WHITMAN MAN IS CHARGED WITH OUI-LIQUOR (2ND OFFENSE) AFTER HE CRASHES INTO UTILITY POLE, TELLS POLICE OFFICER, “I KNOW I’M GOING TO JAIL FOR THIS,” AND HAS A BLOOD ALCOHOL LEVEL OF 0.249%. CLIENT AVOIDS A CONVICTION, JAIL TIME, AND A 3-YEAR LOSS OF LICENSE AFTER ATTORNEY PATRICK J. NOONAN CONVINCES THE JUDGE TO TREAT THIS CASE AS A 1ST OFFENSE OUI.

Defendant, a 38 year-old Whitman man, was driving erratically and struck a utility pole with such force as to snap the pole at its base. A concerned citizen called 911. Upon arrival, the officer observed that the Defendant was highly intoxicated. The officer detected a strong odor of alcohol. Defendant’s eyes were red and glassy. When asked for his license, Defendant attempted to open his car door and fell to the ground. The officer could not administer any field sobriety tests due to the fact that the Defendant could not stand and was falling over. Defendant told the officer, “I know I’m going to jail for this.” Defendant was transported to the hospital where they tested his blood for alcohol. Defendant’s blood alcohol level was 0.249%, which is three times over the legal limit. Defendant was charged with a second offense OUI (as he was previously convicted of OUI) and Negligent Operation of a Motor Vehicle. The District Attorney’s Office had an expert ready to testify at trial that the Defendant’s blood alcohol content was 0.249%.

Result: Although charged with a second-offense OUI, Attorney Patrick J. Noonan convinced the Judge to sentence his client to a first-offense OUI pursuant to Commonwealth v. Cahill, 442 Mass. 127 (2004). Defendant received a Continuance without a Finding (CWOF) with one-year of probation instead of a Guilty. If the Defendant successfully completes probation, the case will be dismissed. With this first offense disposition, Defendant’s driver’s license was suspended for only 45 days. If he was sentenced to a second offense OUI, Defendant would have lost his driver’s license for 3 years. With a Cahill disposition, the Registry of Motor Vehicles must honor the decision of the court to treat a second offense OUI as a 1st offense if it occurs more than 10 years from the date of the 1st drunk driving conviction. It should be noted that the District Attorney’s Office objected to Attorney Noonan’s request for the judge to treat this case as a 1st offense OUI and the Commonwealth requested a Guilty finding with a suspended jail sentence.

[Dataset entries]

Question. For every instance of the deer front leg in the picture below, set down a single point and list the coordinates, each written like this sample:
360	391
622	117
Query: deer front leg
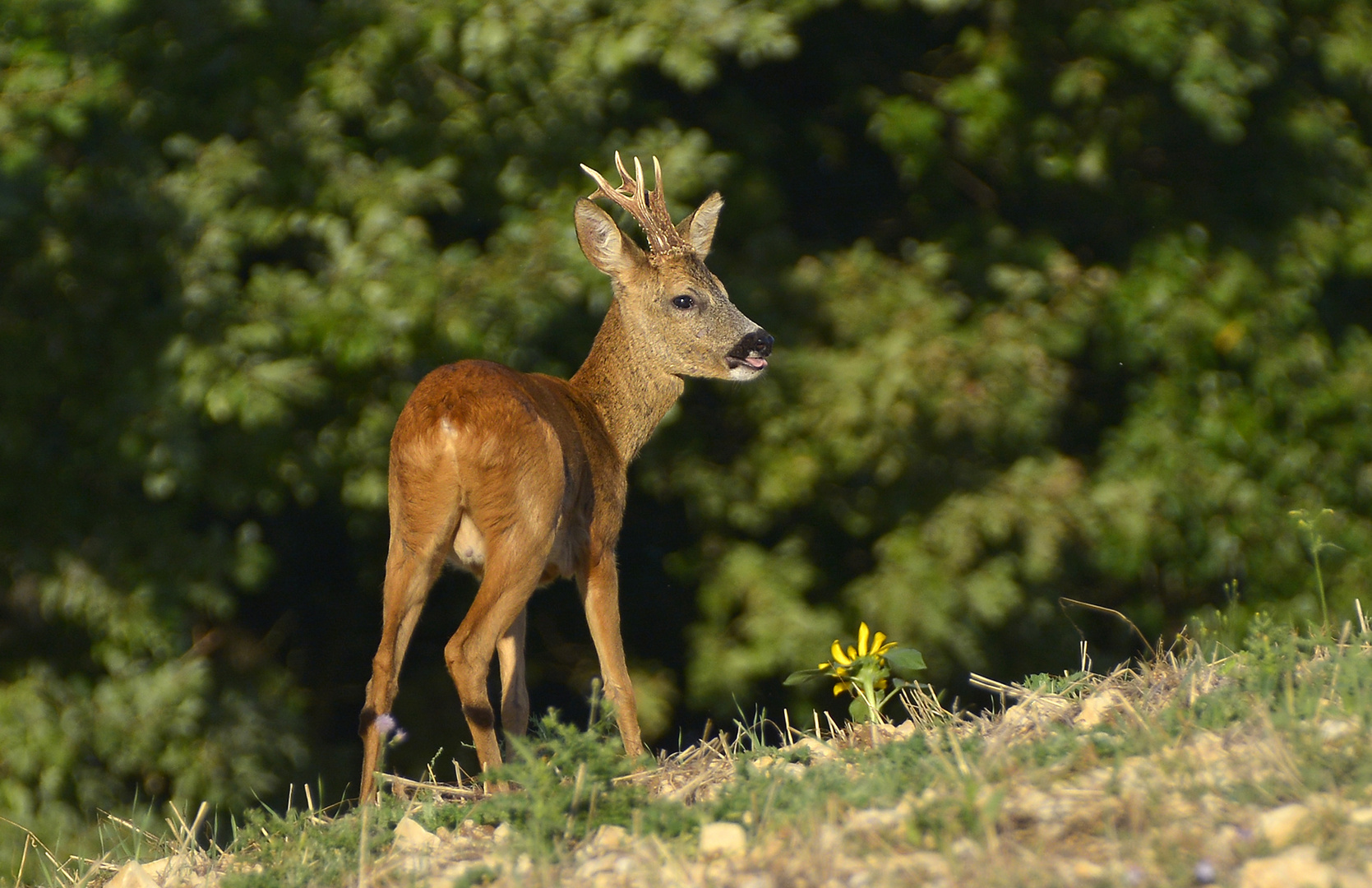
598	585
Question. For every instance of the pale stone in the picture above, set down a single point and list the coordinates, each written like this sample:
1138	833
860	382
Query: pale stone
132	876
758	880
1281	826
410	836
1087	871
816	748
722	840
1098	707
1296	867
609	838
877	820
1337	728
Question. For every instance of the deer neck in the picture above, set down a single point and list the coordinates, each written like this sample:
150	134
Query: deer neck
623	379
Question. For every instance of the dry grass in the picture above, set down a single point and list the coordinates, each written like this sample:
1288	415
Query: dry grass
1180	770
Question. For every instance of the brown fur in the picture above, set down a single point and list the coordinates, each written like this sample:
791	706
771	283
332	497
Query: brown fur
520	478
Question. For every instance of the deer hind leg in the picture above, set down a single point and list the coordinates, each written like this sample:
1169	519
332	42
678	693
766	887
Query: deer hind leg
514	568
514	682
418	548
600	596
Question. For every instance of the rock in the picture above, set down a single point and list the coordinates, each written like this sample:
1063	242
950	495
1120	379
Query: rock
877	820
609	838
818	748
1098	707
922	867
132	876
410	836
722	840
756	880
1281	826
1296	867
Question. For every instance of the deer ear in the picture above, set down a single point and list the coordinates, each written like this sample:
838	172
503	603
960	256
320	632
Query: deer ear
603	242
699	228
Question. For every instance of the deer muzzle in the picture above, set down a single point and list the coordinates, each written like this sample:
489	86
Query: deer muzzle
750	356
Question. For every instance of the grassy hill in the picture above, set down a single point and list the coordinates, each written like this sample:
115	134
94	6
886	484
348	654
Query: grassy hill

#### Explore the material
1. In the case summary, how long was the defendant's driver's license suspended under the first-offense disposition?
2. Rewrite the stretch of the case summary from "WHITMAN MAN IS" through "1ST OFFENSE OUI.", swapping "UTILITY POLE" for "STREETLIGHT".

#### Answers
1. 45 days.

2.
WHITMAN MAN IS CHARGED WITH OUI-LIQUOR (2ND OFFENSE) AFTER HE CRASHES INTO STREETLIGHT, TELLS POLICE OFFICER, “I KNOW I’M GOING TO JAIL FOR THIS,” AND HAS A BLOOD ALCOHOL LEVEL OF 0.249%. CLIENT AVOIDS A CONVICTION, JAIL TIME, AND A 3-YEAR LOSS OF LICENSE AFTER ATTORNEY PATRICK J. NOONAN CONVINCES THE JUDGE TO TREAT THIS CASE AS A 1ST OFFENSE OUI.